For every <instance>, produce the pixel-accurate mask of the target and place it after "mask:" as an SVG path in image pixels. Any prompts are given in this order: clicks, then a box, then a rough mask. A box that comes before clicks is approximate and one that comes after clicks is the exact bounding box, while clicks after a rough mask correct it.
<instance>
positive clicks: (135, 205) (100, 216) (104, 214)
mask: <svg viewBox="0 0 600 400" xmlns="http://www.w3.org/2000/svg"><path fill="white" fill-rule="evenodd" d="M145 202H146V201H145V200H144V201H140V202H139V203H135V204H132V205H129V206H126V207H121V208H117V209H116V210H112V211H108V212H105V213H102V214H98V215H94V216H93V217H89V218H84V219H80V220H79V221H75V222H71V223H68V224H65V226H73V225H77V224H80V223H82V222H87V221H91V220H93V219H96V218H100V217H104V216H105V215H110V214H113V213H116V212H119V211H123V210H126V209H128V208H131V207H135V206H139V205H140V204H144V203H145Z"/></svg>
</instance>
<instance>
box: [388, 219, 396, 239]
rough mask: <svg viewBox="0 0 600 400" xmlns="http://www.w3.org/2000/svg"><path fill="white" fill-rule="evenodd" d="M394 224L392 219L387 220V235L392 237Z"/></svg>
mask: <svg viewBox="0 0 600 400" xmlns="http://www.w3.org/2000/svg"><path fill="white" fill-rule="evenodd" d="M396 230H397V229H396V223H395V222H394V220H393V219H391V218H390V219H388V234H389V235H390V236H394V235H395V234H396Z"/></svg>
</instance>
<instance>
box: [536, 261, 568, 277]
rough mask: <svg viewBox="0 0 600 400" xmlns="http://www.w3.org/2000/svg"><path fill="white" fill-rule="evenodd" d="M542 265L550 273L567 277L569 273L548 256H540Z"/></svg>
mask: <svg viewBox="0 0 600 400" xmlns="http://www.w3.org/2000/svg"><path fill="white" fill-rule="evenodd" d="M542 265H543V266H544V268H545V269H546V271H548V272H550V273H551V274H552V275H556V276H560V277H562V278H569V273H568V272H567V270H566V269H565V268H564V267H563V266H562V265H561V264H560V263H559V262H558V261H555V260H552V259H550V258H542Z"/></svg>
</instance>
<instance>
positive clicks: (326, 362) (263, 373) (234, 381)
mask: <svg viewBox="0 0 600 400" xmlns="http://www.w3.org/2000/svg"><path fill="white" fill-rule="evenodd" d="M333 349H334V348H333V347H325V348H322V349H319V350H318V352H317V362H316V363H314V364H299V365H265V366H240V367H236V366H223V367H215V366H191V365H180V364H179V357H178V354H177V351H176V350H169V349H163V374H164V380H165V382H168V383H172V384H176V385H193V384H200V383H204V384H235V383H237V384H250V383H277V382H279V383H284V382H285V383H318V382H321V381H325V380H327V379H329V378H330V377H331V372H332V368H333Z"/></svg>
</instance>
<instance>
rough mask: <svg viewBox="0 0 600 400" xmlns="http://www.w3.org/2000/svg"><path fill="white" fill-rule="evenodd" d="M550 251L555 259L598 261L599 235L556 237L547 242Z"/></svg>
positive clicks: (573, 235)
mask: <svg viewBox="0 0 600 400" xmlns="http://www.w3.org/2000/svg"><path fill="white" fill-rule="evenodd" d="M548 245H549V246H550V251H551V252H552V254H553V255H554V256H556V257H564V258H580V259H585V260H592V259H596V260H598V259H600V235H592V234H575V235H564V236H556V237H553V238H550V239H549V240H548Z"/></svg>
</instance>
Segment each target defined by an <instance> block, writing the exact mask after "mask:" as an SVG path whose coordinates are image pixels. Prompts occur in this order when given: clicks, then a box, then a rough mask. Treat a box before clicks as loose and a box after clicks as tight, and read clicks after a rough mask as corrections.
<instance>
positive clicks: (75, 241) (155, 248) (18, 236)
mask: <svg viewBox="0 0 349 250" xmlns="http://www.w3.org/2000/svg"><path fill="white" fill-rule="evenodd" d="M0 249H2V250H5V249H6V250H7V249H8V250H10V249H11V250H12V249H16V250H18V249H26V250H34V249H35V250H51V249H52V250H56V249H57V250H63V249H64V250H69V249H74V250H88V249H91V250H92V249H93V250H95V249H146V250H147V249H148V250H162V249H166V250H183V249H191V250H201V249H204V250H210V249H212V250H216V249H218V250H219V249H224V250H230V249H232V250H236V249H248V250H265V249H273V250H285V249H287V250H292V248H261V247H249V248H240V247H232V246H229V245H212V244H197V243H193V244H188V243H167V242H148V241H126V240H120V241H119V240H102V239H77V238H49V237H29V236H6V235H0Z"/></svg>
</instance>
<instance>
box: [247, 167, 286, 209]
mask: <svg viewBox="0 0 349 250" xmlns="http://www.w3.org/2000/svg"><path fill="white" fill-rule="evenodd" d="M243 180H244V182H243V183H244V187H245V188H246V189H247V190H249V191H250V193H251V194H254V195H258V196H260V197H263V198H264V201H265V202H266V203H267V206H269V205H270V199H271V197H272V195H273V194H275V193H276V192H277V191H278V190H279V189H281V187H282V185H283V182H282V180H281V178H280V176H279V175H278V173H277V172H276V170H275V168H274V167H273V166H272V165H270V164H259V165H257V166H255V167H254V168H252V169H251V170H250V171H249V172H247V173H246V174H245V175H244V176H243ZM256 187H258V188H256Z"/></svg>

------------------------------------

### ACTIVITY
Update the material above by replacing "positive clicks" with "foreground clicks" everywhere it appears, leaving all else unchanged.

### WORKED SOLUTION
For every <instance>, produce the pixel-accurate mask of the target and place it after "mask:" as an SVG path in image pixels. Any prompts are given in this order: clicks, then a box, then a rough mask. A box that comes before clicks is approximate and one that comes after clicks is the exact bounding box, while clicks after a rough mask correct it.
<instance>
foreground clicks: (135, 205) (100, 216) (104, 214)
mask: <svg viewBox="0 0 600 400" xmlns="http://www.w3.org/2000/svg"><path fill="white" fill-rule="evenodd" d="M145 202H146V201H145V200H144V201H140V202H139V203H135V204H132V205H129V206H126V207H121V208H117V209H116V210H112V211H108V212H105V213H102V214H98V215H94V216H93V217H89V218H84V219H80V220H79V221H75V222H71V223H68V224H65V226H73V225H77V224H80V223H82V222H87V221H91V220H93V219H96V218H100V217H104V216H105V215H110V214H113V213H116V212H119V211H123V210H126V209H128V208H131V207H135V206H139V205H140V204H144V203H145Z"/></svg>
</instance>
<instance>
box: [388, 219, 396, 239]
rough mask: <svg viewBox="0 0 600 400" xmlns="http://www.w3.org/2000/svg"><path fill="white" fill-rule="evenodd" d="M394 224L392 219L387 220V235L392 237Z"/></svg>
mask: <svg viewBox="0 0 600 400" xmlns="http://www.w3.org/2000/svg"><path fill="white" fill-rule="evenodd" d="M396 230H397V229H396V223H395V222H394V220H393V219H391V218H390V219H388V234H389V235H390V236H394V235H395V234H396Z"/></svg>
</instance>
<instance>
box: [536, 261, 568, 277]
rough mask: <svg viewBox="0 0 600 400" xmlns="http://www.w3.org/2000/svg"><path fill="white" fill-rule="evenodd" d="M542 265L550 273L567 277L569 273L548 256H540Z"/></svg>
mask: <svg viewBox="0 0 600 400" xmlns="http://www.w3.org/2000/svg"><path fill="white" fill-rule="evenodd" d="M542 265H543V266H544V268H545V269H546V271H548V272H550V273H551V274H552V275H556V276H560V277H562V278H569V273H568V272H567V270H566V269H565V268H564V267H563V266H562V265H561V264H560V263H559V262H558V261H555V260H552V259H550V258H542Z"/></svg>
</instance>
<instance>
foreground clicks: (326, 362) (263, 373) (234, 381)
mask: <svg viewBox="0 0 600 400" xmlns="http://www.w3.org/2000/svg"><path fill="white" fill-rule="evenodd" d="M333 349H334V348H333V347H325V348H322V349H319V350H318V352H317V362H316V363H314V364H299V365H265V366H240V367H236V366H223V367H215V366H191V365H180V364H179V357H178V354H177V351H176V350H169V349H163V374H164V380H165V382H168V383H172V384H176V385H193V384H200V383H204V384H235V383H237V384H250V383H277V382H279V383H284V382H285V383H318V382H321V381H325V380H327V379H329V378H330V377H331V372H332V368H333Z"/></svg>
</instance>
<instance>
rough mask: <svg viewBox="0 0 600 400" xmlns="http://www.w3.org/2000/svg"><path fill="white" fill-rule="evenodd" d="M550 251L555 259L598 261L599 235L556 237L547 242Z"/></svg>
foreground clicks: (573, 235)
mask: <svg viewBox="0 0 600 400" xmlns="http://www.w3.org/2000/svg"><path fill="white" fill-rule="evenodd" d="M548 245H549V246H550V251H551V252H552V254H553V255H554V256H556V257H564V258H580V259H585V260H592V259H596V260H598V259H600V235H592V234H575V235H564V236H556V237H553V238H550V239H549V240H548Z"/></svg>
</instance>
Segment each target defined by an <instance> block, writing the exact mask after "mask:" as an SVG path whose coordinates are image pixels. Prompts occur in this order when given: clicks, then a box, then a rough mask. Treat a box before clicks as loose and a box after clicks as tight, and read clicks after a rough mask as corrections.
<instance>
foreground clicks: (75, 241) (155, 248) (18, 236)
mask: <svg viewBox="0 0 349 250" xmlns="http://www.w3.org/2000/svg"><path fill="white" fill-rule="evenodd" d="M0 249H2V250H5V249H6V250H7V249H8V250H10V249H11V250H12V249H16V250H18V249H26V250H34V249H35V250H51V249H52V250H56V249H57V250H63V249H64V250H69V249H74V250H88V249H91V250H92V249H93V250H95V249H146V250H147V249H148V250H162V249H166V250H183V249H191V250H201V249H204V250H210V249H212V250H216V249H218V250H219V249H224V250H230V249H232V250H236V249H248V250H265V249H273V250H285V249H287V250H292V248H261V247H249V248H240V247H232V246H229V245H212V244H197V243H193V244H188V243H167V242H148V241H126V240H120V241H119V240H102V239H77V238H49V237H29V236H6V235H0Z"/></svg>
</instance>
<instance>
box: [247, 167, 286, 209]
mask: <svg viewBox="0 0 349 250" xmlns="http://www.w3.org/2000/svg"><path fill="white" fill-rule="evenodd" d="M243 180H244V182H243V183H244V187H245V188H246V189H247V190H249V191H250V193H251V194H254V195H258V196H260V197H263V198H264V201H265V202H266V203H267V206H269V205H270V199H271V197H272V195H273V194H275V193H276V192H277V191H278V190H279V189H281V187H282V185H283V182H282V180H281V178H280V176H279V175H278V173H277V172H276V170H275V168H274V167H273V166H272V165H270V164H259V165H257V166H255V167H254V168H252V169H251V170H250V171H249V172H247V173H246V174H245V175H244V176H243ZM256 187H258V188H256Z"/></svg>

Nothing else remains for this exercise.